#### 提取文本
Hadoop HDFS 分布式集群搭建

NameNode 搭建在 Debian 12,2 台 DataNode 分别搭建在 Debian 11 和Ubuntu 20.04

1 在 NameNode 和 DataNode 安装 JDK8

使用 Adoptium 源安装 temurin-8-jdk

sudo apt-get install -y wget apt-transport-https gnupg
wget -O - https://packages.adoptium.net/artifactory/api/gpg/key/public | sudo apt-key add -
echo "deb https://packages.adoptium.net/artifactory/deb $(lsb_release -sc) main" | sudo tee /etc/apt/sources.list.d/adoptium.list
sudo apt-get update
sudo apt-get install temurin-8-jdk

2 在 NameNode 和 DataNode 创建 Hadoop 用户

为了提高安全性,避免使用 root 用户运行 Hadoop。

#### 任务说明 A
请输出提取文本中从“1 在 NameNode”一直到“root 用户运行 Hadoop。”的全部内容,保持原文不变。
#### 任务说明 B
根据提取文本,NameNode 搭建在哪个操作系统上?
下方列表与上面的提取文本没有关联。

#### 给定数据
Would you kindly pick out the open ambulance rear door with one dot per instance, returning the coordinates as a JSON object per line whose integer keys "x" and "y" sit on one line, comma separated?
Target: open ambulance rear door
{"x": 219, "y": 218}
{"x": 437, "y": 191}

#### 任务结果 A
1 在 NameNode 和 DataNode 安装 JDK8

使用 Adoptium 源安装 temurin-8-jdk

sudo apt-get install -y wget apt-transport-https gnupg
wget -O - https://packages.adoptium.net/artifactory/api/gpg/key/public | sudo apt-key add -
echo "deb https://packages.adoptium.net/artifactory/deb $(lsb_release -sc) main" | sudo tee /etc/apt/sources.list.d/adoptium.list
sudo apt-get update
sudo apt-get install temurin-8-jdk

2 在 NameNode 和 DataNode 创建 Hadoop 用户

为了提高安全性,避免使用 root 用户运行 Hadoop。

#### 任务结果 B
Debian 12。